### Set problem 1
Please find each line of the records below that contains the word "dark", and copy those lines.

### Source
┌──
Anyway, glad to hear that the routing takes those road usage restrictions into
consideration :)

------
erinaceousjones
Very impressive! Seems to have trouble with my address in the UK, but accepted
postcodes just fine. The ability to select not just different transport types
but sub-types (i.e. normal bike or e-bike) is very nice.

Loving the wheelchair option :-) that's not something I've seen before, but
now I've seen it - It's a blindlingly obvious accessibility feature...

------
aasasd
I'll tell you more, if you need routing for yourself then open-source OsmAnd
has offline routing on Android and, probably, iOS. Info on public transport is
not perfect but more than usable where I am. That's in addition to the tons of
information from OSM: from local businesses to features specific to maritime
navigation, flying and horse-riding.

The only thing that it misses is info on traffic load—which might be tricky to
gather for a FOSS service while critically depending on the quantity of
collected data.

------
jsiepkes
Really nice!

They appear to use a forked version of Graphhopper [1] [2] for route
calculation.
└──
### Material for this exercise
┌──
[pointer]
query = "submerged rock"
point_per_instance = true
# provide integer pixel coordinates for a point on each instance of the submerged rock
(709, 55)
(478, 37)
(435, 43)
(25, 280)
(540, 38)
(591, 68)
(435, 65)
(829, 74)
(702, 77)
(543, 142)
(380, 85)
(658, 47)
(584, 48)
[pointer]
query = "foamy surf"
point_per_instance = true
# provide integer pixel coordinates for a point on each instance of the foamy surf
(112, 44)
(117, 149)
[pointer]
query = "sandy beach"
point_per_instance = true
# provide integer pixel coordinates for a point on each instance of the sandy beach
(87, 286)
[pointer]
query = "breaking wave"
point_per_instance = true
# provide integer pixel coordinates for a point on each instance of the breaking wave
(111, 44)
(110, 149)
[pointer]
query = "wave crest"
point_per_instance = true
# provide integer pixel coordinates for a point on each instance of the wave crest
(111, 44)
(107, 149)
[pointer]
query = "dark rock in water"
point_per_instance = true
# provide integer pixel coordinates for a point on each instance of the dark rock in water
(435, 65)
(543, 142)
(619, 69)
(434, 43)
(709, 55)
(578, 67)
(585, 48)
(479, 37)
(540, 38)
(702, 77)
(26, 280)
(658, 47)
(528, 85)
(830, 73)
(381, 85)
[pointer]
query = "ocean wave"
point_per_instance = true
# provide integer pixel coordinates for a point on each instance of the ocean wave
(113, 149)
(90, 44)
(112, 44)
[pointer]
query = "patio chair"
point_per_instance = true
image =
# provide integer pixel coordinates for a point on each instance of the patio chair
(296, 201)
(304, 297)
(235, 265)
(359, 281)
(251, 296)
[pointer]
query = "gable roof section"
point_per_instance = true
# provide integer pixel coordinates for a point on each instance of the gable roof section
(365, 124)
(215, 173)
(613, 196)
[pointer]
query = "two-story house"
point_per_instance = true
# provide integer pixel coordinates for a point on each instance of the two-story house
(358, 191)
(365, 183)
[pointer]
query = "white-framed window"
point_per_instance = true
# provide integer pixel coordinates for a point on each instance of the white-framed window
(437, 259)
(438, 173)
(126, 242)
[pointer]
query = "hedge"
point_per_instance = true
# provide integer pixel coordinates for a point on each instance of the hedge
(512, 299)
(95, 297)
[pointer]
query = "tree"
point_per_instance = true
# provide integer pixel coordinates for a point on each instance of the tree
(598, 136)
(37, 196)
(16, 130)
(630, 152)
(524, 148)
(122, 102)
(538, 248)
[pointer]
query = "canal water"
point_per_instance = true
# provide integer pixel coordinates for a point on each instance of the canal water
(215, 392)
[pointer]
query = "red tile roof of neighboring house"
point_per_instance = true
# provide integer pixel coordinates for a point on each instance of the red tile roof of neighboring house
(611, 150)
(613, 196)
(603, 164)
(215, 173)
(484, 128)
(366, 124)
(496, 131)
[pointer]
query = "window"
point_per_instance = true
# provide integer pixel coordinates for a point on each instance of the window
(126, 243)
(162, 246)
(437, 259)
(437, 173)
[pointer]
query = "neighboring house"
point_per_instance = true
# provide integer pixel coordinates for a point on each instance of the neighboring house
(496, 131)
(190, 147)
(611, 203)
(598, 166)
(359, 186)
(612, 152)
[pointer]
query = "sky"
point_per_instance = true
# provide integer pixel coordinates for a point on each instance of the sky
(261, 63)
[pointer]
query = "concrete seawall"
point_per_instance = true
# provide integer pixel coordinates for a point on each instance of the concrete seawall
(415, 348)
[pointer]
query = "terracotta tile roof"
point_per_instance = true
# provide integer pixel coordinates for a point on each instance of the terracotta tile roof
└──
### Set problem 2
Write the next part of the forum thread about the route-planning service, starting right after its last sentence.

### Written reply 1
query = "dark rock in water"
# provide integer pixel coordinates for a point on each instance of the dark rock in water

### Written reply 2
[1] [https://www.graphhopper.com/](https://www.graphhopper.com/) [2]
[https://graphhopper.com/maps](https://graphhopper.com/maps)

------
ktpsns
Wow, the user interface is very fluent. It has a lot of options, that's really
powerful. Amazing how far you can come with a Google maps-like interface in
2020.

As a German citizen, I enjoy that the basis data (only OSM?) is really good.
This seems to be a project based on the University at Heidelberg. That's a
pretty hilly area, maybe that's why they focus so much on height elevation :-)

------
mdszy
At first glance it looks quite nice compared to the other OSM routing software
I've used.

For instance, when going to a certain large hardware store, OsmAnd basically
told me to pull over off the Interstate and hoof it up to the store, instead
of actually routing me off the highway and into the parking lot.

This site seems to do it correctly, which is nice!

------
xrisk
thought this had something to do with internet routing and got excited :)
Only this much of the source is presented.